O Sr. Barata: - Sr. Presidente o meu voto he que o artigo fique na Constituição porque de outro modo podem haver abusos. Eu sei que os segredos ainda existem; e he preciso destruillos, com tudo o quanto serve para vexar os prezos; os reos devem estar seguros, mas sem tormentos: a Constituição deve acautelar tudo, e esta materia he muito importante para que fique fora della.

O Sr. Fernandes Thomaz: -Parece-me que deve estabelecer-se na Constituição, o principio geral, que deve haver duas classes de prizão, uma como segurança para aquelles reos, que não são condemnados a prizão, e outra para aquelles que por sentença se acharem condemnados a essa pena. Esta base segundo me parece, he essencial, assim como a outra, de que ficão abolidas todas as casas de segredo; porque as nossas leis o tem considerado como uma especie de tortura, e deve ser abolido. Em 1790 se reconheceu isto mesmo; mas como não era possivel acabar com todos os abusos, continuarão ainda, e talvez no momento em que estamos discutindo esta materia, se achem alguns infelices nessas horriveis masmorras.-Offereço portanto esta indicação. Haverá casas commodas de segurança e prisão; nestas só serão guardados os que forem condemnados a essa pena. As casas de segredo ficão prohibidas para sempre. Apoiado apoiado.

» **REGISTROS EXTRAÍDOS**:

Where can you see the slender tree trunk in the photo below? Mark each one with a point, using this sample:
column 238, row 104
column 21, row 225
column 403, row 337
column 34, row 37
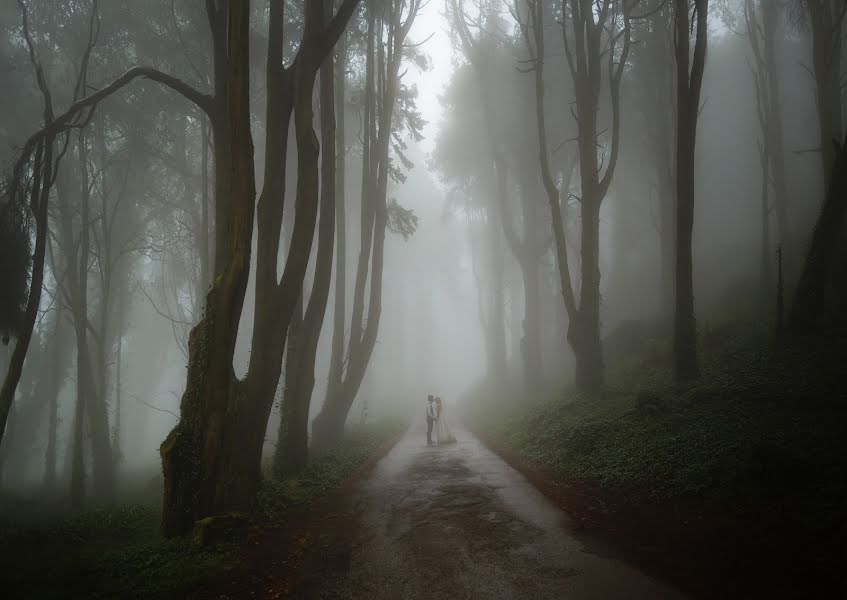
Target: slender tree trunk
column 776, row 139
column 292, row 449
column 287, row 458
column 807, row 311
column 42, row 183
column 204, row 207
column 825, row 20
column 686, row 364
column 57, row 368
column 336, row 368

» **OBJETIVO**: Prossiga, por favor, com o debate sobre as prisões a partir do ponto em que ele termina. Os registros não têm qualquer papel aqui.

» **RESPOSTA DO EXERCÍCIO**:
O Sr. Presidente, depois de julgada a materia sufficientemente discutida, propoz: os Srs. que julgarem que a doutrina deste artigo 179 deve ficar omisso na Constituição queirão levantar-se? Decidiu-se que não ficasse omisso. Seguirão-se as votações sobre cada uma das partes do artigo, que forão approvadas.

O Sr. Presidente: - Os Srs. que julgarem necessario que se faça esta declaração que offereceu o Sr. Fernandes Thomaz queirão levantar-se.

O Sr. Soares de Azevedo: - Eu desejava saber se esta indicação do Sr. Fernandes Thomaz he relativamente a que, se devem ser abolidas as casas de segredo, ou se he o segredo.

O Sr. Guerreiro: - Peço a V. Exca. proponha a esta augusta Assemblea a indicação, qual he o sentido della; se he abolir as casas de segredo, ou se estas casas de segredo devem ser substituidas por casas aceadas aonde se meti ao os presos para não ter communicação alguma. Peço a V. Exca. que proponha isto a votação, porque aliás ficando abolidas todas as casas de segredo estão abolidos os segredos.

O Sr. Fernandes Thomaz; - Em Portugal sempre se entendeu por segredo uma casa que mais servia de atormentar do que outra cousa, em uma cadêa de Coimbra ha um almario mettido em uma parede, que he a que se chama casa de segredo, isto he justo que aqui se saiba, he isto o que agora não deve continuar. Agora se o bem da justiça pedir que um preso se conserve por um ou dois dias separado de outro, porque razão senão ha de fazer? Porventura elle he atormentado? Eu creio que não; por tanto declaro que as casas commodas e arranjadas, e em communicação com qualquer outra das que devem servir commodamente aos presos não ficão abolidas pela indicação já approvada.

O Sr. Presidente: - A questão do Sr. Guerreiro he se ficão as prizões assas commodas, mas incomunicaveis.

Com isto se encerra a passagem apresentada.